= Text provided =
★ ★ ★

18+ | Commercial Content | T&Cs apply | Wagering and T&Cs apply | Play Responsibly | Advertising Disclosure

Breen making her mark

Gavin Ryan, groom Eili Leah and Leanne Breen, right, with Latchet Gavin Ryan, groom Eili Leah and Leanne Breen, right, with Latchet
© Photo Healy Racing

The relentless spread of Covid-19 has touched every facet of the equine industry, but trainer Leanne Breen has shown an ability to navigate her way through the challenges posed by lockdown as she starts out on her fledgling career.

Breen, an Equine Management graduate of the College of Agriculture Food & Rural Enterprise in County Antrim, was sparked into applying for her training licence after stints with leading trainers David O'Meara, James Cummings and Willie McCreery.

It was the last stop with Mark Johnston, though, that led to her making the leap.

"When you were watching him training, you were thinking 'I want to do that'. You couldn't sit still in his yard, it is a very intensive finishing school before going training," says Breen.

"Mark always said it is like a McDonald's - the McDonald's in Belfast is the exact same as the one in New York. It's about keeping them all the same, so he has yard managers in charge of horses and they all report back to Mark.

"I went over there as a yard manager, but when I said to them I was going to go home and start training they said 'if you want to do it, just go do it.'"

The family land in Warrenpoint, County Down already had a handful of stables, but Breen set to work installing a gallop, a walker and new stables to get her yard up to standard.

The training course was completed in July last year, and Breen enjoyed early success through Latchet at Dundalk in October.

"My local owners want to have a winner at Dundalk as it is only 20 minutes away," she says.

"Latchet had already won at Dundalk, the Curragh and Leopardstown. I think she just needed a change of scenery.

"When Gavin (Ryan) won on her, he said 'she is freshened up'. She nearly did two on the bounce, but got beat a nose the second time in Dundalk."

With eight horses in training and a victory banked, Breen was looking forward to the flat season but found herself in limbo as the coronavirus pandemic took hold leading to the suspension of Irish racing in March.

★ ★ ★

= Dataset content =

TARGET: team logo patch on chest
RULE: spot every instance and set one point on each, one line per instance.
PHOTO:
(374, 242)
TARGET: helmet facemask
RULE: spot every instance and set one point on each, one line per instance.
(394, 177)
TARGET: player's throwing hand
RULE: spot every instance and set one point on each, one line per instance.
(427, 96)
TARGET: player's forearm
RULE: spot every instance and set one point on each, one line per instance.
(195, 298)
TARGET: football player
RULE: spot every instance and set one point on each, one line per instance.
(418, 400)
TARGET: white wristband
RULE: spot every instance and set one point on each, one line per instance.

★ ★ ★

= Exercise prompt =
Say whether each statement agrees with the article about Leanne Breen, answering yes or no with the deciding words quoted from it. 1. Latchet had never won at Dundalk before Breen took her on. 2. Breen finished her training course in July. 3. Breen worked for Mark Johnston as a yard manager.

= Reply to the task =
1. No: "Latchet had already won at Dundalk, the Curragh and Leopardstown."
2. Yes: "The training course was completed in July last year"
3. Yes: "I went over there as a yard manager"